Tuesday, December 10, 2013 - 7:43:09 AM - mo Back To Top (27747)

exec sp_MSforeachdb '

IF ''!'' NOT IN (''master'',''model'',''msdb'',''tempdb'')

BEGIN

USE [!]; 

EXEC sp_MSforeachtable ''ALTER INDEX ALL ON ? REBUILD''

END',@replacechar = '!'


Nice & Easy ;)


Friday, November 22, 2013 - 4:25:50 PM - Greg Robidoux Back To Top (27582)

@Lava - yes this script could be modified, but this doesn't get current fragmentation levels it does every index which is not always the best approach.

Take a look at this tip to see if you could use this or combine the two together:

http://www.mssqltips.com/sqlservertip/1791/fixing-index-fragmentation-in-sql-server-2005-and-sql-server-2008/


Friday, November 22, 2013 - 3:50:17 PM - Lava Back To Top (27581)

Hi Greg -

Is it possible to modify your script to add a case statement to where the program either rebuild or reorganize based on fragmentation level? I like your way of writing scripts, it is always simple and easy to follow.

 

Thanks,

Lava


Tuesday, November 12, 2013 - 6:57:19 AM - Parker Back To Top (27464)

Remember, this article is a bit aged. Rebuilding indexes, especially on a recurring schedule, is no longer important, and usually waste of resources. The only reason you would do this is for index fragementation where the entirety of the index pages are sequentially organized on a single rotating drive. With most data in multi-physical-drive raid environments, and most certainly with Solid State Drives, reducing fragmentation will not have any impact since the data will still be read from multiple discontinguous points, no matter how many times you defrag those pages. The take-away is that hardware technology changes have made it where data and indexes no longer need to be continguous. In most cases the default fill factor will suffice, but your hardware should be considered before throwing on excess processing usage that serves no purpose; save your CPU, log files, and network traffic for your backups, ETL, reporting, etc.


Thursday, October 24, 2013 - 10:45:24 AM - Carlos Back To Top (27265)

I am new to sql scripts good job guys, good tips... I will be stoping by every so often to check for new tips


Wednesday, October 23, 2013 - 1:20:43 AM - Iyyankann M Back To Top (27235)

Thanks guys, it really helped.


Monday, August 5, 2013 - 1:13:17 PM - Greg Robidoux Back To Top (26111)

@Pat - thanks your your feedback on this tip.  Yes you are correct the better approach is to only maintain indexes that have fragmentation issues.

This is a good alternative for using Maintenance Plans, which rebuilds all indexes, or for small databases where reindexing all indexes is not very time consuming.

I agree a better approach is to selectively rebuild, but maintaining all indexes is better than doing nothing.

Thanks
Greg


Monday, August 5, 2013 - 12:11:02 PM - Pat Back To Top (26109)

# Material shown

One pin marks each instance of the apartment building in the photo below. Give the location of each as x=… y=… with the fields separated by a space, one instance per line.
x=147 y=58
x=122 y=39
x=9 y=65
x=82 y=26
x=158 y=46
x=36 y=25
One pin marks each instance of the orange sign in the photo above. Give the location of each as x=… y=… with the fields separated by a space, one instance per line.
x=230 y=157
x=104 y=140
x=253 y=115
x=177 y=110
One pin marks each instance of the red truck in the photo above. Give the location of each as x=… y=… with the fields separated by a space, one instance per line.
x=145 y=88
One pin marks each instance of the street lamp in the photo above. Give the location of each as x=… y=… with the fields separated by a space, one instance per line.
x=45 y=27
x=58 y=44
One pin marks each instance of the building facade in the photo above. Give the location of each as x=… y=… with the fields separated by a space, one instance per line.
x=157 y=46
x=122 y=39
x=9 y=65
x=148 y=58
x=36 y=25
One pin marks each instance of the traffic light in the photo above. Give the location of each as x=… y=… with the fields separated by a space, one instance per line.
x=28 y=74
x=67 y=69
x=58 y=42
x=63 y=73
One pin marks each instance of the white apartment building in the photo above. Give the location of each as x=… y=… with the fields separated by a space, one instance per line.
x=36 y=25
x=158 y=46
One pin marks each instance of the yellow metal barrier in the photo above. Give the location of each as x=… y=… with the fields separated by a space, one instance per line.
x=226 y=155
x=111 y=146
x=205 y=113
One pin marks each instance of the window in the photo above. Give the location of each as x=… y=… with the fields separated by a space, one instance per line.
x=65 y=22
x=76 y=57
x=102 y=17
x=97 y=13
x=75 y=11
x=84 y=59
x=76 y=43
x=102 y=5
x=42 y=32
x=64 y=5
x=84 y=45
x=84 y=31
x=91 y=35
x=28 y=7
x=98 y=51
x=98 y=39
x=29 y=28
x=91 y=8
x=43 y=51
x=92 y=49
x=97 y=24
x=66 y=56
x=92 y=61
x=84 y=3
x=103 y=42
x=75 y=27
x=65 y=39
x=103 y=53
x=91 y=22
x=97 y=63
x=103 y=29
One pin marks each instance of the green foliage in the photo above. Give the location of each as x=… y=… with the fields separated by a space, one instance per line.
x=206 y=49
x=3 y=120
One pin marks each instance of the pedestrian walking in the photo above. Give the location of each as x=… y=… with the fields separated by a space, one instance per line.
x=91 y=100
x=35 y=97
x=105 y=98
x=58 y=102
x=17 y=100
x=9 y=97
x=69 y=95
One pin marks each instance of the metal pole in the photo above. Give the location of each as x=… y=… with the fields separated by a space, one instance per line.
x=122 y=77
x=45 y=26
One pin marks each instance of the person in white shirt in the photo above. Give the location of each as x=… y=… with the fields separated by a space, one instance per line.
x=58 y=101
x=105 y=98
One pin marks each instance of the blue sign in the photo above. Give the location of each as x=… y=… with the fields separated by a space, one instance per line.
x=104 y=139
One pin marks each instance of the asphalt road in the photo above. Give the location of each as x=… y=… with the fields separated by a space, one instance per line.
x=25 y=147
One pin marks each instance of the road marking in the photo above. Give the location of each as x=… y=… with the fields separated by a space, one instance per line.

# Aim
Rewrite the part of the index-rebuild comments between "Is it possible" and "To Top (27464)", inclusive, swapping "simple" for "clear".

# Response to the exercise
Is it possible to modify your script to add a case statement to where the program either rebuild or reorganize based on fragmentation level? I like your way of writing scripts, it is always clear and easy to follow.

 

Thanks,

Lava


Tuesday, November 12, 2013 - 6:57:19 AM - Parker Back To Top (27464)